start AVAILABLE DATA

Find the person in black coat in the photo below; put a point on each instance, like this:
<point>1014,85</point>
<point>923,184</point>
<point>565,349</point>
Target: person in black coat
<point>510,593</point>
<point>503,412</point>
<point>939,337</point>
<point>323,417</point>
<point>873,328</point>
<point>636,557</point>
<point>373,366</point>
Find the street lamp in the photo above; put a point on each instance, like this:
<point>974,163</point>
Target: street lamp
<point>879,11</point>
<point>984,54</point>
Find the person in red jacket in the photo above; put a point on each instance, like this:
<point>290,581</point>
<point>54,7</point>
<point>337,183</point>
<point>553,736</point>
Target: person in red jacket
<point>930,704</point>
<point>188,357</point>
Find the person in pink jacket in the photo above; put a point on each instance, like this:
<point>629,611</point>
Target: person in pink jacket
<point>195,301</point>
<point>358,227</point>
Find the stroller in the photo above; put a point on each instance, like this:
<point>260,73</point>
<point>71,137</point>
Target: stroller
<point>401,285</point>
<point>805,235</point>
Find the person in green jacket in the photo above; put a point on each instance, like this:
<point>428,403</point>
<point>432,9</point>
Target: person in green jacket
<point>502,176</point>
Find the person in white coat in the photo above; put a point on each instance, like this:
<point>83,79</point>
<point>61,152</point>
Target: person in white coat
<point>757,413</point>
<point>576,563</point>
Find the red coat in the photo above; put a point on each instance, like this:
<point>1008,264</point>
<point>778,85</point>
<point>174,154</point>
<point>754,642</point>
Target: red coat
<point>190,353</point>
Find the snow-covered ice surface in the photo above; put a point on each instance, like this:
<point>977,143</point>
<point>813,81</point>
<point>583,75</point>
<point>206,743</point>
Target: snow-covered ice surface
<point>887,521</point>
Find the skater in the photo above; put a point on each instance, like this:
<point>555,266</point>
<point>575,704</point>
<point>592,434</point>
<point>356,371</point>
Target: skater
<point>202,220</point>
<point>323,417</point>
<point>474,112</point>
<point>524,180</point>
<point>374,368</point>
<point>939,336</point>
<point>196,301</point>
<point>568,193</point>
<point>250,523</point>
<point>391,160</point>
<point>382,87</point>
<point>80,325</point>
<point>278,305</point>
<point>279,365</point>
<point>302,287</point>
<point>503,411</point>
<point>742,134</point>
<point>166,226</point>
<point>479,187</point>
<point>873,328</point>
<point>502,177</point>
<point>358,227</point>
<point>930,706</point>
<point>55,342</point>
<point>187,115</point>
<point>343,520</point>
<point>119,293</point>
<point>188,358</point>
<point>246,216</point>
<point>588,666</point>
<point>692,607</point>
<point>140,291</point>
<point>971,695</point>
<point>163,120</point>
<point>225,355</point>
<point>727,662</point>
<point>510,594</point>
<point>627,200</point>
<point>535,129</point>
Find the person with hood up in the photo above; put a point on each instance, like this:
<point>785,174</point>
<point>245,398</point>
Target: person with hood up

end AVAILABLE DATA

WHAT IS ASKED: Rewrite every line above, starting with the line that contains "Find the person in green" and going on through the line that contains "<point>887,521</point>", offsetting by -47 each coordinate that comes after a "Target:" line. Keep every other line in that span as it stands.

TASK RESPONSE:
Find the person in green jacket in the photo above; put a point on each instance, like this:
<point>428,403</point>
<point>432,9</point>
Target: person in green jacket
<point>455,129</point>
Find the person in white coat in the photo above; put a point on each instance, like this:
<point>83,79</point>
<point>61,152</point>
Target: person in white coat
<point>710,366</point>
<point>529,516</point>
Find the red coat in the photo above; put a point on each instance, like this:
<point>1008,264</point>
<point>778,85</point>
<point>174,154</point>
<point>754,642</point>
Target: red coat
<point>143,306</point>
Find the snow-covered ice surface in the photo above; put a point on each instance, like this:
<point>977,143</point>
<point>813,81</point>
<point>583,75</point>
<point>206,743</point>
Target: snow-covered ice surface
<point>840,474</point>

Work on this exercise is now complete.